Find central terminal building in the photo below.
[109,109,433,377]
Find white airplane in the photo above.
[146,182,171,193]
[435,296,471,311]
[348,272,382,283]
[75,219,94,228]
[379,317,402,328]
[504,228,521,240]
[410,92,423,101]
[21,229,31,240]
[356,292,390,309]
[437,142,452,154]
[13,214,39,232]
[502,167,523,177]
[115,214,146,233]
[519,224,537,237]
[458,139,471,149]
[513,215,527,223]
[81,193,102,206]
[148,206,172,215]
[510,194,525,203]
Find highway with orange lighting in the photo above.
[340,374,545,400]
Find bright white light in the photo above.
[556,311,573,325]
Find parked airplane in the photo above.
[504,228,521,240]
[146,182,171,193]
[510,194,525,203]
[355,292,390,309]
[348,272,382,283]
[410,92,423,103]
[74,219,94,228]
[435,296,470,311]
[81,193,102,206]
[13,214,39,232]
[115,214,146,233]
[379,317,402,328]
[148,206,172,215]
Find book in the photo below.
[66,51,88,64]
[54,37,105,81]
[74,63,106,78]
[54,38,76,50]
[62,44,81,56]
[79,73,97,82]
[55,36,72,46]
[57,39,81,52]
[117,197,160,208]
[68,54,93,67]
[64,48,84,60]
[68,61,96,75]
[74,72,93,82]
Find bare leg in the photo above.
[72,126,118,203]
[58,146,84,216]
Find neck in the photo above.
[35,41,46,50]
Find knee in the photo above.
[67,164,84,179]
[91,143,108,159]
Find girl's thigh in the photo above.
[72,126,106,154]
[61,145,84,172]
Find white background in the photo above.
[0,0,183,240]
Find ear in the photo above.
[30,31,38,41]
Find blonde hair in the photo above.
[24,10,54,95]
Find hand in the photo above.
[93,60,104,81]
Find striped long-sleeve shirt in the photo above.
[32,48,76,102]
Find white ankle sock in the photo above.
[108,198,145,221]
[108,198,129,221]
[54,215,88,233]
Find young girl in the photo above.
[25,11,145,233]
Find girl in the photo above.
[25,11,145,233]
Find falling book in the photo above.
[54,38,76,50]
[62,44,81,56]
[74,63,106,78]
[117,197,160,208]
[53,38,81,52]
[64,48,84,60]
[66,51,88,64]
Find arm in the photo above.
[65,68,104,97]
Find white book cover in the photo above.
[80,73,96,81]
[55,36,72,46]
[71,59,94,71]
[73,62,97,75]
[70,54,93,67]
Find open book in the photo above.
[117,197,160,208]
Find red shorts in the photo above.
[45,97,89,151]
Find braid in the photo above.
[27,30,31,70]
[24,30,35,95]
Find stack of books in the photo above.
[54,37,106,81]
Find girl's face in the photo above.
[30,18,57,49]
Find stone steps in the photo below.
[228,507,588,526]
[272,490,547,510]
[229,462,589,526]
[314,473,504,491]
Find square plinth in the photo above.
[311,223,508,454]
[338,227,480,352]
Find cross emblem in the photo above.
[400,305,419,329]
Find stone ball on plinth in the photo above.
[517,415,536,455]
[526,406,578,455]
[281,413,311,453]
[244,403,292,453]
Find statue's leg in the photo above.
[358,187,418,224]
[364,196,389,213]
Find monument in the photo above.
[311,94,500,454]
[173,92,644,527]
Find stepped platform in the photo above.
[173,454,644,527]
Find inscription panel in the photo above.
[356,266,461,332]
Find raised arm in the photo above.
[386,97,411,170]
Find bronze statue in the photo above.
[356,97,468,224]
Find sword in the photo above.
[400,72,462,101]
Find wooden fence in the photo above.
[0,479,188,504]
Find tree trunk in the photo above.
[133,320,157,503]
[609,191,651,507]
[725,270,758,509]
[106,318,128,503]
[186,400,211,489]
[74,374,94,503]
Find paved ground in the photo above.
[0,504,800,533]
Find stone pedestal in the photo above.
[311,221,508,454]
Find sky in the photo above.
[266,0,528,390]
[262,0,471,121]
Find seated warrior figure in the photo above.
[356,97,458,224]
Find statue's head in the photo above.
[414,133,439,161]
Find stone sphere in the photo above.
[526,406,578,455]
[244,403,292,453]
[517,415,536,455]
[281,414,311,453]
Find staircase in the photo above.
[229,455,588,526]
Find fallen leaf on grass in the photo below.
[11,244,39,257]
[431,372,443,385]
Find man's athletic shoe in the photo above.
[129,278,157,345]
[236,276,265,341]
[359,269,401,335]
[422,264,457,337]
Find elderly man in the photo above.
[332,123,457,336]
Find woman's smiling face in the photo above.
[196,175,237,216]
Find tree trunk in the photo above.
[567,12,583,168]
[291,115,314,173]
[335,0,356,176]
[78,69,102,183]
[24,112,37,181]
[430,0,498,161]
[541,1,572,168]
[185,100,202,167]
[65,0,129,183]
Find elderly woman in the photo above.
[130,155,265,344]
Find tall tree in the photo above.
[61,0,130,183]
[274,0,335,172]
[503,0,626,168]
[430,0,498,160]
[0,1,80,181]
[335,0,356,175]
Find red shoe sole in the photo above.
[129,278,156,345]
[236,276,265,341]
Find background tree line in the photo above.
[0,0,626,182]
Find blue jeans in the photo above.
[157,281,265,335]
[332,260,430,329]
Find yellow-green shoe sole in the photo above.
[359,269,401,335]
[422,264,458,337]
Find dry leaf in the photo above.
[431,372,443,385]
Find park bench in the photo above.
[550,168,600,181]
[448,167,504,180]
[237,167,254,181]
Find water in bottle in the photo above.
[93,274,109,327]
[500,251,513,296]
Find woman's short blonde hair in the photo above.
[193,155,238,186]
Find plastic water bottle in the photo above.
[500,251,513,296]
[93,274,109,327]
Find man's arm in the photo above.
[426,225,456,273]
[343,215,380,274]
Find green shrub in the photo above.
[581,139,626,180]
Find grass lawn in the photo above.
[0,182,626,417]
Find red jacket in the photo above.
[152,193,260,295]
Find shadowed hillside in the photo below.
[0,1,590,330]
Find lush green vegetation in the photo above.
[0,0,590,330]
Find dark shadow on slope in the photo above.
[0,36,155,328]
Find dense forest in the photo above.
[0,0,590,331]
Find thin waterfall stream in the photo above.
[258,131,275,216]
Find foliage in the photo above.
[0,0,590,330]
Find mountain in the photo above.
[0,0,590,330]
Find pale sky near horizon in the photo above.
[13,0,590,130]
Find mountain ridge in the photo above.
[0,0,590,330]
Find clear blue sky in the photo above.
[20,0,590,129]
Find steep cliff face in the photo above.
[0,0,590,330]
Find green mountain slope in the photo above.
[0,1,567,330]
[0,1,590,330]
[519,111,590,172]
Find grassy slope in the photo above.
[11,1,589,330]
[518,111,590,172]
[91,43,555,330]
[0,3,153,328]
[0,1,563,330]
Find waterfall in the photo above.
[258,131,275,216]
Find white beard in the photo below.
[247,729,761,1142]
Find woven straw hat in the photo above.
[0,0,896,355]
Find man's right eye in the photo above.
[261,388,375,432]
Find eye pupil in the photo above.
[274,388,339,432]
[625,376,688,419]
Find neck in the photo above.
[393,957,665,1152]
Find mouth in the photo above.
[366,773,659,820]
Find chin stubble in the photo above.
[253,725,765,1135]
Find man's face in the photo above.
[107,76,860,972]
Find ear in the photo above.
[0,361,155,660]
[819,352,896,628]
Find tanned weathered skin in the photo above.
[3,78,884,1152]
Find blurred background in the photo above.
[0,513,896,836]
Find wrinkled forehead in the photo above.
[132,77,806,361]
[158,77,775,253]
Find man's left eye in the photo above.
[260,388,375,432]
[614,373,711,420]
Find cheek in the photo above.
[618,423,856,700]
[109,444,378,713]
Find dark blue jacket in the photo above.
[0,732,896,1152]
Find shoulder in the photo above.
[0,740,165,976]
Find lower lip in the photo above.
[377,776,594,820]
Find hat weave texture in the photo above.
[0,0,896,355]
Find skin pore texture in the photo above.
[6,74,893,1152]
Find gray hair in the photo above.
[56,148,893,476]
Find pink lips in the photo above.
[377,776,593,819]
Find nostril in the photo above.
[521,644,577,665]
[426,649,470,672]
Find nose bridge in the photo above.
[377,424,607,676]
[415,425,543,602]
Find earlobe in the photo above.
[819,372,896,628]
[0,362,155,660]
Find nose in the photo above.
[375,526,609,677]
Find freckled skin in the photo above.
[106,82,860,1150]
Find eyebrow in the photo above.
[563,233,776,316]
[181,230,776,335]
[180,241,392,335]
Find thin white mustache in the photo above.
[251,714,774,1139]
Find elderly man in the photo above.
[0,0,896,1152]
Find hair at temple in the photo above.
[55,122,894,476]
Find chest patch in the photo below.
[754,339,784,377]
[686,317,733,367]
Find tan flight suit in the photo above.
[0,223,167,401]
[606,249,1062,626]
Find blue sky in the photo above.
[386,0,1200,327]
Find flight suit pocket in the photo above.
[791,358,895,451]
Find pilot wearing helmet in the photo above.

....

Direction: Extract each line from the entries above that contains the word "blue". Only lines where the case matches count.

Full response:
Find blue jeans in the photo above.
Find clear blue sky in the photo above.
Find dark blue jacket in the photo above.
Find blue sky in the photo above.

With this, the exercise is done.